EXERCISE GOAL: From the records below, copy every line that contains the string "coordinates", treating uppercase and lowercase letters as distinct.

THE DATA:
+ + + +
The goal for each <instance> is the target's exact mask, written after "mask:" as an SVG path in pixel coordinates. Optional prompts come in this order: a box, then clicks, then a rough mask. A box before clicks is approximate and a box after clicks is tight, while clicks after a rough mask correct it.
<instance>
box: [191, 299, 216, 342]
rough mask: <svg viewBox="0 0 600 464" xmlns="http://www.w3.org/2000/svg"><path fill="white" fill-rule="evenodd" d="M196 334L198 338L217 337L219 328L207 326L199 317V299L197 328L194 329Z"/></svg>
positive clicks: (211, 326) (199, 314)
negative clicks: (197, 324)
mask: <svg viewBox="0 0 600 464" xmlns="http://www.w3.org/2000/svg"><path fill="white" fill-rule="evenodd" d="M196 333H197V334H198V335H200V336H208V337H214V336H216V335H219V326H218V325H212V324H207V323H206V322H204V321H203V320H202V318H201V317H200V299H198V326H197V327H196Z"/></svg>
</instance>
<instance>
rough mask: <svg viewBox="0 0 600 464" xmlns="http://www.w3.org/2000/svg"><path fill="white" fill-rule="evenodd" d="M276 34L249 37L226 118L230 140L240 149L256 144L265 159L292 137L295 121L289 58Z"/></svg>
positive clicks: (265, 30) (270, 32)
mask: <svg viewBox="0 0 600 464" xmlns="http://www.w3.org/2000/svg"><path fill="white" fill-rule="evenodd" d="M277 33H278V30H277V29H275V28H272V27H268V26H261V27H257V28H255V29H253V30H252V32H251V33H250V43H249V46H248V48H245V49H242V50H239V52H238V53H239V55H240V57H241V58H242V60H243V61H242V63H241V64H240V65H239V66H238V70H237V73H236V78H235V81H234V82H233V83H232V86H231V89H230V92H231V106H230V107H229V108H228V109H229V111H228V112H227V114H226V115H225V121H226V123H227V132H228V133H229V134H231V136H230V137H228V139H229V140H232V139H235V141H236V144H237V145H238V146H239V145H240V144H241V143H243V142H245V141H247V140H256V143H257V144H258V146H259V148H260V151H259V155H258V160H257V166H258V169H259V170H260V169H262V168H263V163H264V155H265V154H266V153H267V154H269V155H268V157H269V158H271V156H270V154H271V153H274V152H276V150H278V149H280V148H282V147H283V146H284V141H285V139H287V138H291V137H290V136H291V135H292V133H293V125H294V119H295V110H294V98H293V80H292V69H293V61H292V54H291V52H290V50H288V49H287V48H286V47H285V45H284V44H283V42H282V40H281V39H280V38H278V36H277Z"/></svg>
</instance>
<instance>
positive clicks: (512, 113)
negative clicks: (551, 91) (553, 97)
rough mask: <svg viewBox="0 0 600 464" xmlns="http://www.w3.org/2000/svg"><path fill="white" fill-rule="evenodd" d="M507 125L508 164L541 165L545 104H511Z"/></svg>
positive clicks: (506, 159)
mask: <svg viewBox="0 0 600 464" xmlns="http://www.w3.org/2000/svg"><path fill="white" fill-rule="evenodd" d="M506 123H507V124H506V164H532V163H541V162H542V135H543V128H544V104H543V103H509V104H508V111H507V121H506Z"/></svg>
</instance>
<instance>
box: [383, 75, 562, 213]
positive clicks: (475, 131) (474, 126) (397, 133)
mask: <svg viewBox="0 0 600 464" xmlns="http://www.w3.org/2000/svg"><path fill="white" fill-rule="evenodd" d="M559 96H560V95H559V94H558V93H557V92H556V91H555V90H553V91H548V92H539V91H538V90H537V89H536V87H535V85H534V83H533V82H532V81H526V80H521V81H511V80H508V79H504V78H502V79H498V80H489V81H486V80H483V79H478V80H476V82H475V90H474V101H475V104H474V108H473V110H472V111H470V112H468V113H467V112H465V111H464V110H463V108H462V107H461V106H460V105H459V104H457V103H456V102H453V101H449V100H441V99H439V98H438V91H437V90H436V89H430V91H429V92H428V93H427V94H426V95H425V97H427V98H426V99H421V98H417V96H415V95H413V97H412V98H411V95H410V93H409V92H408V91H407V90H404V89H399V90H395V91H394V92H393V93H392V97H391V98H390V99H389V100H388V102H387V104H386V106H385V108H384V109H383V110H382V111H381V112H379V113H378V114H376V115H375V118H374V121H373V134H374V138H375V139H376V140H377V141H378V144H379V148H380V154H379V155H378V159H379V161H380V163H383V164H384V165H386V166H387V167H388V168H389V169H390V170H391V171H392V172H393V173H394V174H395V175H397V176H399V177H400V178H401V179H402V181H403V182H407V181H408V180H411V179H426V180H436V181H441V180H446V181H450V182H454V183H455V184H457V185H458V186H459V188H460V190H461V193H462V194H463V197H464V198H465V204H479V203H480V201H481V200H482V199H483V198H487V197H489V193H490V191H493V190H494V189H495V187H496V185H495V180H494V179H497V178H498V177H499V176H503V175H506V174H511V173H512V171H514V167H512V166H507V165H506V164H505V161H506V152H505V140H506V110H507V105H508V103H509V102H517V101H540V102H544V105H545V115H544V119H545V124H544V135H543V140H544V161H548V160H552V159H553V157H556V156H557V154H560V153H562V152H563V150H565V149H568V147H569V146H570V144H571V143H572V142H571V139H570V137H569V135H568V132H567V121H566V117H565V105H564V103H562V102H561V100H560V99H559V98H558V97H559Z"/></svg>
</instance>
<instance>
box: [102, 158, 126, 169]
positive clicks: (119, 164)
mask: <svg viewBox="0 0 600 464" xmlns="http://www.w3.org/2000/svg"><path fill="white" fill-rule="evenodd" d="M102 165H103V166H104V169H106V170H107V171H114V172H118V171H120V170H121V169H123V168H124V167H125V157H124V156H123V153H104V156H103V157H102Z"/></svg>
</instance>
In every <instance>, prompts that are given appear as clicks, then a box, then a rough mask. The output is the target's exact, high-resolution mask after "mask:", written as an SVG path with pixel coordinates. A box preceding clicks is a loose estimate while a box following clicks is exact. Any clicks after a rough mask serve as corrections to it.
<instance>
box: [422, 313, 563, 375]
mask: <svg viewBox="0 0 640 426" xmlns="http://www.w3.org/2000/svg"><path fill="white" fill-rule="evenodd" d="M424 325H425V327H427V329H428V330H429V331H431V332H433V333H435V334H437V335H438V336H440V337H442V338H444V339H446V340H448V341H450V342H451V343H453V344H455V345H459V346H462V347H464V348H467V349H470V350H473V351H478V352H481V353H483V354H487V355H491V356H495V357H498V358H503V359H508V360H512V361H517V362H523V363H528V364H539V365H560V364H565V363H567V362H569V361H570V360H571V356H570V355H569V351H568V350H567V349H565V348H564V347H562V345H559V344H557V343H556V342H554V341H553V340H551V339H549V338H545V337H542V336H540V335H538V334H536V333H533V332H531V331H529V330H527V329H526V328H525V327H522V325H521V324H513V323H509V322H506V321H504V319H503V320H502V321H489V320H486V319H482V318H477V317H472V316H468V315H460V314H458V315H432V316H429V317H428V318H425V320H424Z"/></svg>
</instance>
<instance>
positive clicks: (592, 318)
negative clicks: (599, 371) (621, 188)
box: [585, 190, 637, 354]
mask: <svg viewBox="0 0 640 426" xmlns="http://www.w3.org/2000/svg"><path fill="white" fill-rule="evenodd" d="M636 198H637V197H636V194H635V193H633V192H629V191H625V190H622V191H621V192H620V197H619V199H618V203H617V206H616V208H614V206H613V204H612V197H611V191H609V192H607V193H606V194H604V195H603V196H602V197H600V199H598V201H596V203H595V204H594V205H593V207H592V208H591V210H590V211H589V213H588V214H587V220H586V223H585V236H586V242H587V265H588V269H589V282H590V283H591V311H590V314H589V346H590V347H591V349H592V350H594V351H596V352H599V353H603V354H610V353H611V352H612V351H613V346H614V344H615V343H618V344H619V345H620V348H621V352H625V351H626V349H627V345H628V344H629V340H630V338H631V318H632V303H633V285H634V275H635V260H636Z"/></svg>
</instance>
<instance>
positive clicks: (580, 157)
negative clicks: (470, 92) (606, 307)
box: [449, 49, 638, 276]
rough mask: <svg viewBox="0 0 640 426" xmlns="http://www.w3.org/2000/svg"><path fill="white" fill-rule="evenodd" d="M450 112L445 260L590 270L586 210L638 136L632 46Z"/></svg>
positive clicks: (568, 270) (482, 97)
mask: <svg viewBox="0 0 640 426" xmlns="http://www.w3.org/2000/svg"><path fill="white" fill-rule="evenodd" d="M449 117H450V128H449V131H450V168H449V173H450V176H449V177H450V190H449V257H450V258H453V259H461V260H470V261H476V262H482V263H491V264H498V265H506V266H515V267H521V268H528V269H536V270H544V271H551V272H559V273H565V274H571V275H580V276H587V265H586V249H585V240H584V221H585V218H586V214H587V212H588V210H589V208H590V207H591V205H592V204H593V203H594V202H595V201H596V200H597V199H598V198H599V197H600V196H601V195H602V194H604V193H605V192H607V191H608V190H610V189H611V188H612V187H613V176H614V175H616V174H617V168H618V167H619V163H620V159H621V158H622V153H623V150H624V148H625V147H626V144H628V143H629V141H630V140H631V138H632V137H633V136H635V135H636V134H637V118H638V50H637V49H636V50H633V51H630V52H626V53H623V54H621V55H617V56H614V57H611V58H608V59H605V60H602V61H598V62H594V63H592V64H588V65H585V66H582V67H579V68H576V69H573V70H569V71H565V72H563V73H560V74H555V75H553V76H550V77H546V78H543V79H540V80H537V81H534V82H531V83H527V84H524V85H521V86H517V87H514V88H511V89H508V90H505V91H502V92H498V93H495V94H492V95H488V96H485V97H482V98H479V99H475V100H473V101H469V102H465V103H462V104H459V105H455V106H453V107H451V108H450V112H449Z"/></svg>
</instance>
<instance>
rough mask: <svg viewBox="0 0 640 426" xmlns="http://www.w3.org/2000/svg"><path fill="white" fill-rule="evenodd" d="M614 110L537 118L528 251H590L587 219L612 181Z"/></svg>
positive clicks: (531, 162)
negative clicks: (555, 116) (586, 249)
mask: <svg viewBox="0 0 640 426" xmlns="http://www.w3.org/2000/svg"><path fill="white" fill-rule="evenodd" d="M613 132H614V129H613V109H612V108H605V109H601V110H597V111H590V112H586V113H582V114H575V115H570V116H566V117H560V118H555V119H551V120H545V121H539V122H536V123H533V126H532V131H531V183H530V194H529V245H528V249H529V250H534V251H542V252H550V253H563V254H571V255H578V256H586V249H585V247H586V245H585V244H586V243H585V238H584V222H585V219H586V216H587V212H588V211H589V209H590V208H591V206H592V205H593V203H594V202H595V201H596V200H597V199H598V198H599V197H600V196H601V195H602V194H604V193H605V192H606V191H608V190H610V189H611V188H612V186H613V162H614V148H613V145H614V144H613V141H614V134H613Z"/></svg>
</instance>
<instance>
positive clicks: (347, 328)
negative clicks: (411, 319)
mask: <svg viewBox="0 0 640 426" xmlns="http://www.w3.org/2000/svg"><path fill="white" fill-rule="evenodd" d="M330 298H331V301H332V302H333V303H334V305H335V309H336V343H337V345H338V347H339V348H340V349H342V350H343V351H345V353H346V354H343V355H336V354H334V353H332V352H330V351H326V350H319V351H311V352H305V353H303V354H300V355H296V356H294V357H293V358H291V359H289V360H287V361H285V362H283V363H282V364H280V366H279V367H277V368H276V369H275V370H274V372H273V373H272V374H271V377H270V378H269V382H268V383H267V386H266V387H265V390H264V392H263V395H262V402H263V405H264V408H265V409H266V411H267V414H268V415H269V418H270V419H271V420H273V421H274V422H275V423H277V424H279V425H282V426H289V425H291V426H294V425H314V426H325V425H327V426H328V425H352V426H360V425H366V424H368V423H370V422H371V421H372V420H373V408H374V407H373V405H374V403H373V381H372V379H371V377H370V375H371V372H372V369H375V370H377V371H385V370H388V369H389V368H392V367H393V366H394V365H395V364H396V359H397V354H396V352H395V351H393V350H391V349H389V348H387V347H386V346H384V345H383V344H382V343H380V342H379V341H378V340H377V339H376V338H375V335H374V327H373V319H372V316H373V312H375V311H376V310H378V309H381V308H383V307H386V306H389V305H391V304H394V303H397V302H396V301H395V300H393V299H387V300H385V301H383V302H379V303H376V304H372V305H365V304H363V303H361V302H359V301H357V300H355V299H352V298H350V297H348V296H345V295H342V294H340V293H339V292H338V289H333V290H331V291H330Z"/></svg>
+ + + +
WRITTEN ANSWER:
The goal for each <instance> is the target's exact mask, written after "mask:" as an SVG path in pixel coordinates. Optional prompts come in this order: a box, then clicks, then a rough mask. A box before clicks is approximate and a box after clicks is tight, while clicks after a rough mask correct it.
In every <instance>, prompts that are given appear as clicks, then a box, then a rough mask. The output is the target's exact, high-resolution mask after "mask:", written as an SVG path with pixel coordinates. A box preceding clicks is a loose estimate while a box following clicks is exact. Any clicks after a rough mask serve as corrections to it.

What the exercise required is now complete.